Examples:
- (0|1)* - any alignment of matches (i.e. letter '1') or mismatches (indels or substitutions, i.e. letter '0')
- 10{3}(U!C) - a segment of the alignment has a match, followed by three consecutive mismatches (indels or substitutions), followed by a U-C substitution.
- (1(G!U)|(U!C)0)|00 - a segment of the alignment has ends with two consecutive mismatches, and either starts with a match followed by a G-U pair or starts with a U-C pairs followed by a mismatch.
- i1sss(1|d) - a segment of the alignment starts with an insert (i.e. letter 'i') followed by a match, three consecutive substitutions (i.e. letter 's'), and ends with either a match or a delete (i.e. letter 'd')
For more information click here.
Scoring functions:
All the scoring functions work over a DNA/RNA alphabet.
In addition, the letter 'N' may specify an unknown letter in the sequence.
- RNA/DNA LCS -
This simple longest common substring scoring scheme,
assigns a score of 1 for every match (i.e. a letter aligned to itself) and assigns a score of 0 otherwise (insert, delete or substitution).

● Point localization data
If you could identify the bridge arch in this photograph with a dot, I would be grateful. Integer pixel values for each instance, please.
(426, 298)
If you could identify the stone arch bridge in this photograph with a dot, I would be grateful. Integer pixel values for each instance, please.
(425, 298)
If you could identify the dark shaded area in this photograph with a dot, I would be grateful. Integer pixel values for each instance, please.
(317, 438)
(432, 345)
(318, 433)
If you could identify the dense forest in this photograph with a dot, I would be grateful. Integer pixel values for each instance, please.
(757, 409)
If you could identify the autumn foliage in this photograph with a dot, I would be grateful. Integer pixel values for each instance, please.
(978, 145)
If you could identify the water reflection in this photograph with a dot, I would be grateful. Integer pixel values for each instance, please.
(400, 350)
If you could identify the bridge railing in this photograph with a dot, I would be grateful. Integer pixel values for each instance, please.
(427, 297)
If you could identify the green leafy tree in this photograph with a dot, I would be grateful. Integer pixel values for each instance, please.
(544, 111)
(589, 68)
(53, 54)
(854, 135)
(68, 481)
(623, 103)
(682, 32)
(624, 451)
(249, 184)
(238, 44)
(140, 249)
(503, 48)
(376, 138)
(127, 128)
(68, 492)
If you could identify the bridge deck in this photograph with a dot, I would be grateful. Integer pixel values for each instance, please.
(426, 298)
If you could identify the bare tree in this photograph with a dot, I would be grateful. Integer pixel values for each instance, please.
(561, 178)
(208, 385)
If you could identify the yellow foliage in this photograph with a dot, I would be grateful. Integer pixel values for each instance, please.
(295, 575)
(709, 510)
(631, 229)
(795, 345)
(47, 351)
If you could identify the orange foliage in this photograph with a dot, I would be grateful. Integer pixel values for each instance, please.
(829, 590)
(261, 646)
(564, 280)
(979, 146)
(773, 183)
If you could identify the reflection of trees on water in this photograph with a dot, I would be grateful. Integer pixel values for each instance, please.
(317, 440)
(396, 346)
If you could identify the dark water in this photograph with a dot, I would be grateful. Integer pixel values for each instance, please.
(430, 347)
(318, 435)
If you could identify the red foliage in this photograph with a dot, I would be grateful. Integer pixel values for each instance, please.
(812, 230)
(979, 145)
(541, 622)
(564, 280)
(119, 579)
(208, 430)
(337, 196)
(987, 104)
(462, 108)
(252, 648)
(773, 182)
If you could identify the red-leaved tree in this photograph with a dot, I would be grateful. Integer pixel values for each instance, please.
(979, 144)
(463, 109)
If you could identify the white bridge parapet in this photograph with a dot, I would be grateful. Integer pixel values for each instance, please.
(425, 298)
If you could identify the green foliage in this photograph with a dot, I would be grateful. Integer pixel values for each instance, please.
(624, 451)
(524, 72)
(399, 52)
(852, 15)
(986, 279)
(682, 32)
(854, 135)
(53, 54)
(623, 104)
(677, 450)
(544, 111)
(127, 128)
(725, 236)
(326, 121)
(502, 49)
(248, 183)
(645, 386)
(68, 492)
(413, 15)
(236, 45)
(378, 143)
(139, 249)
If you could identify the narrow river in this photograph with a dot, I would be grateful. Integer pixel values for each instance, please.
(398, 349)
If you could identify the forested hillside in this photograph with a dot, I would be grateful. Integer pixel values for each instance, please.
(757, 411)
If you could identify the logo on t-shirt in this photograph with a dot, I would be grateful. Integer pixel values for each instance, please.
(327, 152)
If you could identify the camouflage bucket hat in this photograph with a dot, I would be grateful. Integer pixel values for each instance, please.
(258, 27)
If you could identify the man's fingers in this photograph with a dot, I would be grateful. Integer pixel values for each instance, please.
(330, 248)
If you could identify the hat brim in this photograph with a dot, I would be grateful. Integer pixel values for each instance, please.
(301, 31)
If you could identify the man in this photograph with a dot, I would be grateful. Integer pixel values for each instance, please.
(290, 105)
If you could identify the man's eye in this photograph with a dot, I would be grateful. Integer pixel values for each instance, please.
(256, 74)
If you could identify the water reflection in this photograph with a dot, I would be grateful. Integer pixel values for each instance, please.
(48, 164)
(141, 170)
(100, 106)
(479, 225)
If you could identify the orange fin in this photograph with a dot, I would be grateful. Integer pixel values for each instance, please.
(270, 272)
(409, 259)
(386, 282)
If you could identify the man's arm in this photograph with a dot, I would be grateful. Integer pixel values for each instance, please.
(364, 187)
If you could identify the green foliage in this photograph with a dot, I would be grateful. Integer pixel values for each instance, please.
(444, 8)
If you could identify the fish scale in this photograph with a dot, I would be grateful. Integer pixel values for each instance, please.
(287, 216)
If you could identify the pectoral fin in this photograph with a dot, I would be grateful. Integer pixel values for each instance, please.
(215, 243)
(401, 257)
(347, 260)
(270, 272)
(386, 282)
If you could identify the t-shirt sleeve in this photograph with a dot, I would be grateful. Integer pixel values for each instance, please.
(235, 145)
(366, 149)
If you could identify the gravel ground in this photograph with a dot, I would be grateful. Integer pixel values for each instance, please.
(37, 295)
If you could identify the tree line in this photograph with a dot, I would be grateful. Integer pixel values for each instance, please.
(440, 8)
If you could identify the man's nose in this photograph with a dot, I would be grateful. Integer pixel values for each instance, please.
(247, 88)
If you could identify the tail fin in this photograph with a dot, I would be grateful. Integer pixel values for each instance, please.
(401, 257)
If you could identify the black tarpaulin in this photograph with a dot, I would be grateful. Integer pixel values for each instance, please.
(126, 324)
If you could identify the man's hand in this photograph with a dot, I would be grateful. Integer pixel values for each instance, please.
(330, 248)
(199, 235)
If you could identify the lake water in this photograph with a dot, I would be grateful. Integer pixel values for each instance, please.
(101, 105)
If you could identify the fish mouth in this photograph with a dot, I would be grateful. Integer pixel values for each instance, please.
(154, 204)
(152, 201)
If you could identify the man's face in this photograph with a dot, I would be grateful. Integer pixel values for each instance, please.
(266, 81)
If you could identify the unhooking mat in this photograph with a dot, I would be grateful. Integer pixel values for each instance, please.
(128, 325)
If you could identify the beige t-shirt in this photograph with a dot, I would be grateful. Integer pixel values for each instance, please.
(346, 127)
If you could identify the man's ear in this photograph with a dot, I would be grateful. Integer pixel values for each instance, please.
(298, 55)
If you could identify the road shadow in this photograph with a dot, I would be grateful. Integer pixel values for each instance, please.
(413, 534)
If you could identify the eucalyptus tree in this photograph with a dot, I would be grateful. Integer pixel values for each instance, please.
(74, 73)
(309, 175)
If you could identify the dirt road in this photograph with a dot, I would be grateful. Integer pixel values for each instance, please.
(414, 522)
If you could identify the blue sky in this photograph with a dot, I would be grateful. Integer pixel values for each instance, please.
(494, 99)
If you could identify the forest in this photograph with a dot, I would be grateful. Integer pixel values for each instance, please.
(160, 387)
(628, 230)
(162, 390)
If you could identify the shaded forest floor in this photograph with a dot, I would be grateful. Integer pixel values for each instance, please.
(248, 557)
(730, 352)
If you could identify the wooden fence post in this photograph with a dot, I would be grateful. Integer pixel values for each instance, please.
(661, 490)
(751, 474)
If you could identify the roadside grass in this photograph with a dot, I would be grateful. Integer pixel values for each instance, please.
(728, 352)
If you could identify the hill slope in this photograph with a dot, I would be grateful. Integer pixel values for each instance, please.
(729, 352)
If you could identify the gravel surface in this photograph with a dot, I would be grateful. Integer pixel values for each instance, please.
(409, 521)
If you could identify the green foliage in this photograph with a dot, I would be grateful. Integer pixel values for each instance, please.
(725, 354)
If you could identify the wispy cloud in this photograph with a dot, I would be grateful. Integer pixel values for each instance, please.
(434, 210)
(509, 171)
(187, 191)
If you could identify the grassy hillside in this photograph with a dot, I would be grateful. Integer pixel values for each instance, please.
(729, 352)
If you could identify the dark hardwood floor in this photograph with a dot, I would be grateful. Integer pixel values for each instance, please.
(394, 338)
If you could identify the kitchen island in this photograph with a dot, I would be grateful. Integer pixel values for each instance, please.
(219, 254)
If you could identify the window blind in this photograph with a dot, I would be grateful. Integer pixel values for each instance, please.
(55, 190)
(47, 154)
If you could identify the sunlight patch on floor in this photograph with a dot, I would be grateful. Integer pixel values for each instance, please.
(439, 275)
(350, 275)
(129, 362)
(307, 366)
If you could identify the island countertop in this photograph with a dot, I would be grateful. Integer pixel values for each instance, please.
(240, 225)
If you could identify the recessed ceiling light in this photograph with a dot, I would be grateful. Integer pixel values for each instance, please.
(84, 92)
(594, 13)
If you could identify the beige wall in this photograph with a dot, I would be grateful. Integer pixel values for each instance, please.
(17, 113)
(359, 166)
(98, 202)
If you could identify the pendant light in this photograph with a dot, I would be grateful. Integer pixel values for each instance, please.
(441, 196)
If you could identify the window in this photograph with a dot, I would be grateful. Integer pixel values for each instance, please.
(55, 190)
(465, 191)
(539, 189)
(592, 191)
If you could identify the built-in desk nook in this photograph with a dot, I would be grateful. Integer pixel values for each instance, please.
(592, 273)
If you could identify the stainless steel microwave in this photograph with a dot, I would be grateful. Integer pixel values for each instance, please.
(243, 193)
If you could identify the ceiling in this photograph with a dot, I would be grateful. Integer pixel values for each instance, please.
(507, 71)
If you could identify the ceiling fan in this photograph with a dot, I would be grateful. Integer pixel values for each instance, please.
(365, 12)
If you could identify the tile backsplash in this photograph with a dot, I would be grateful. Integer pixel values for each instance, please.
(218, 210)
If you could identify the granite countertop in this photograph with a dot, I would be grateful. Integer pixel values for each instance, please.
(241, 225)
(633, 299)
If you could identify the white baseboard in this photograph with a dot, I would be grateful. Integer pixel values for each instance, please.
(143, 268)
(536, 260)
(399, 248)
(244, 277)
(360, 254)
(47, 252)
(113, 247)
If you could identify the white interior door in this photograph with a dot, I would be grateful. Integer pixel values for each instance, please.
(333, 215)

● Study questions
(a) In the passage on alignment patterns and scoring functions, what does the letter 'N' specify in a sequence?
(b) Carry the passage on alignment patterns and scoring functions forward from its last sentence.
The items above are separate material, unrelated to the passage on alignment patterns and scoring functions.

● Answers to each task
(a) An unknown letter in the sequence.

(b)
This scoring function assigns 1 to an alignment of the letter 'N' (unknown) with itself and assigns 0 to an alignment of 'N' with any other letter.
- RNA Hybridization - This scoring scheme is intended for hybridization (base pairing interaction). It assigns a score of 1 to any Watson-Crick base pair (C:G or A:U), assigns a score of 0.5 to any wobble pair (G:U) and assigns a score of 0 otherwise.
This scoring function assigns 1 to an alignment of the letter 'N' (unknown) with itself and assigns 0 to an alignment of 'N' with any other letter.
- RNA Hybridization negative - This scoring scheme is intended for hybridization (base pairing interaction) includes negative score values. It assigns a score of +3 to C:G pairs, +2 tp U:A pairs, +0.8 to G:U (wobble) pairs, +1 to N:N (unknown) pairs and 0 otherwise.